• Exercise aim
Recast every line of the entries below as one string in a JSON list, omitting any blank lines.

===== Records supplied

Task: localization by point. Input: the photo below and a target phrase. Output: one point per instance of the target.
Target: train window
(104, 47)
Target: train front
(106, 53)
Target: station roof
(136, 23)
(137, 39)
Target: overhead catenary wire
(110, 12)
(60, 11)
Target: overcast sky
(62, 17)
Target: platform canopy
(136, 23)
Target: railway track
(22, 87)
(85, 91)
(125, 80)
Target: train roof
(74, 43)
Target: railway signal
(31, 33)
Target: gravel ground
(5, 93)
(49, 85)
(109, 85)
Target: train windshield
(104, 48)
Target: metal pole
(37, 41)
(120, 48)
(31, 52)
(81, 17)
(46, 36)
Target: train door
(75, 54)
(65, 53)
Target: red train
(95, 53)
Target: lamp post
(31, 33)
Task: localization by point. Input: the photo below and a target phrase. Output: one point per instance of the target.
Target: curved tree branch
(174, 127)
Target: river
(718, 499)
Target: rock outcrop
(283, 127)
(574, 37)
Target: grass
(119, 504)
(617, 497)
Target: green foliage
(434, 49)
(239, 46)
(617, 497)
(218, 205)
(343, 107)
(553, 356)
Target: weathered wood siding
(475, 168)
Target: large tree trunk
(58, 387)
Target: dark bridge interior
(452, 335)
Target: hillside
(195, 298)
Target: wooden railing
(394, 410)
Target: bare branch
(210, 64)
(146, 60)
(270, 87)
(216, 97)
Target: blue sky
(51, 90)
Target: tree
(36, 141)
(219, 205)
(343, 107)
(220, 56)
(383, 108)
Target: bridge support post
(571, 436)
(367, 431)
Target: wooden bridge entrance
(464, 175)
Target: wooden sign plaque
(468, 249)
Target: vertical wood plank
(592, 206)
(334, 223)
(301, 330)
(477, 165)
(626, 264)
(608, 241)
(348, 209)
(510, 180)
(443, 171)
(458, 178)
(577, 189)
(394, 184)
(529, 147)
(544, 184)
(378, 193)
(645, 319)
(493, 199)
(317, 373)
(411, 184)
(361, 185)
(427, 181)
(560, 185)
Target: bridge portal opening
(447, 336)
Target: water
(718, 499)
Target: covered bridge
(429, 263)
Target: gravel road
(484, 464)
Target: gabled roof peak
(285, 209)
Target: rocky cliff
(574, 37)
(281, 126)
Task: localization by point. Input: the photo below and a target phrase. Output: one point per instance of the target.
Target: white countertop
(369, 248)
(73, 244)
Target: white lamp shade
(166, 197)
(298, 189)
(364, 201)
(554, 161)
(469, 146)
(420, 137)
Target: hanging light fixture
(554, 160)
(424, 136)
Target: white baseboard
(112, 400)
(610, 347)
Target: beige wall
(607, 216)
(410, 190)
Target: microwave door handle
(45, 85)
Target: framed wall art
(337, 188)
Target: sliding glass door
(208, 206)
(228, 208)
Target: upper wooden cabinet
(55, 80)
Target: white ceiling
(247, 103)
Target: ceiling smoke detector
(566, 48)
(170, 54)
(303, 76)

==========

• Response
[
  "Task: localization by point. Input: the photo below and a target phrase. Output: one point per instance of the target.",
  "Target: train window",
  "(104, 47)",
  "Target: train front",
  "(106, 53)",
  "Target: station roof",
  "(136, 23)",
  "(137, 39)",
  "Target: overhead catenary wire",
  "(110, 12)",
  "(60, 11)",
  "Target: overcast sky",
  "(62, 17)",
  "Target: platform canopy",
  "(136, 23)",
  "Target: railway track",
  "(22, 87)",
  "(85, 91)",
  "(125, 80)",
  "Target: train roof",
  "(74, 43)",
  "Target: railway signal",
  "(31, 33)",
  "Target: gravel ground",
  "(5, 93)",
  "(49, 85)",
  "(109, 85)",
  "Target: train windshield",
  "(104, 48)",
  "Target: metal pole",
  "(37, 41)",
  "(120, 48)",
  "(31, 52)",
  "(81, 17)",
  "(46, 36)",
  "Target: train door",
  "(75, 54)",
  "(65, 53)",
  "Target: red train",
  "(95, 53)",
  "Target: lamp post",
  "(31, 33)",
  "Task: localization by point. Input: the photo below and a target phrase. Output: one point per instance of the target.",
  "Target: curved tree branch",
  "(174, 127)",
  "Target: river",
  "(718, 499)",
  "Target: rock outcrop",
  "(283, 127)",
  "(574, 37)",
  "Target: grass",
  "(119, 504)",
  "(617, 497)",
  "Target: green foliage",
  "(434, 49)",
  "(239, 46)",
  "(617, 497)",
  "(218, 205)",
  "(343, 107)",
  "(553, 356)",
  "Target: weathered wood siding",
  "(475, 168)",
  "Target: large tree trunk",
  "(58, 387)",
  "Target: dark bridge interior",
  "(452, 335)",
  "Target: hillside",
  "(195, 298)",
  "Target: wooden railing",
  "(394, 410)",
  "Target: bare branch",
  "(210, 64)",
  "(146, 60)",
  "(270, 87)",
  "(216, 97)",
  "Target: blue sky",
  "(51, 90)",
  "Target: tree",
  "(36, 141)",
  "(219, 205)",
  "(343, 107)",
  "(220, 56)",
  "(383, 108)",
  "Target: bridge support post",
  "(571, 436)",
  "(367, 431)",
  "Target: wooden bridge entrance",
  "(464, 175)",
  "Target: wooden sign plaque",
  "(468, 249)",
  "Target: vertical wood plank",
  "(592, 206)",
  "(334, 223)",
  "(301, 330)",
  "(477, 165)",
  "(626, 264)",
  "(608, 241)",
  "(348, 209)",
  "(510, 180)",
  "(443, 171)",
  "(458, 178)",
  "(577, 189)",
  "(394, 184)",
  "(529, 147)",
  "(544, 184)",
  "(378, 193)",
  "(645, 319)",
  "(493, 199)",
  "(317, 373)",
  "(411, 184)",
  "(361, 185)",
  "(427, 181)",
  "(560, 185)",
  "Target: bridge portal opening",
  "(447, 336)",
  "Target: water",
  "(718, 499)",
  "Target: covered bridge",
  "(429, 263)",
  "Target: gravel road",
  "(484, 464)",
  "Target: gabled roof peak",
  "(285, 209)",
  "Target: rocky cliff",
  "(574, 37)",
  "(281, 126)",
  "Task: localization by point. Input: the photo below and a target phrase. Output: one point per instance of the target.",
  "Target: white countertop",
  "(369, 248)",
  "(73, 244)",
  "Target: white lamp shade",
  "(166, 197)",
  "(298, 189)",
  "(364, 201)",
  "(554, 161)",
  "(469, 146)",
  "(420, 137)",
  "Target: hanging light fixture",
  "(554, 160)",
  "(424, 136)",
  "Target: white baseboard",
  "(112, 400)",
  "(610, 347)",
  "Target: beige wall",
  "(607, 216)",
  "(410, 190)",
  "Target: microwave door handle",
  "(45, 85)",
  "Target: framed wall art",
  "(337, 188)",
  "Target: sliding glass door",
  "(208, 206)",
  "(228, 208)",
  "Target: upper wooden cabinet",
  "(55, 80)",
  "Target: white ceiling",
  "(247, 103)",
  "Target: ceiling smoke detector",
  "(566, 48)",
  "(170, 54)",
  "(303, 76)"
]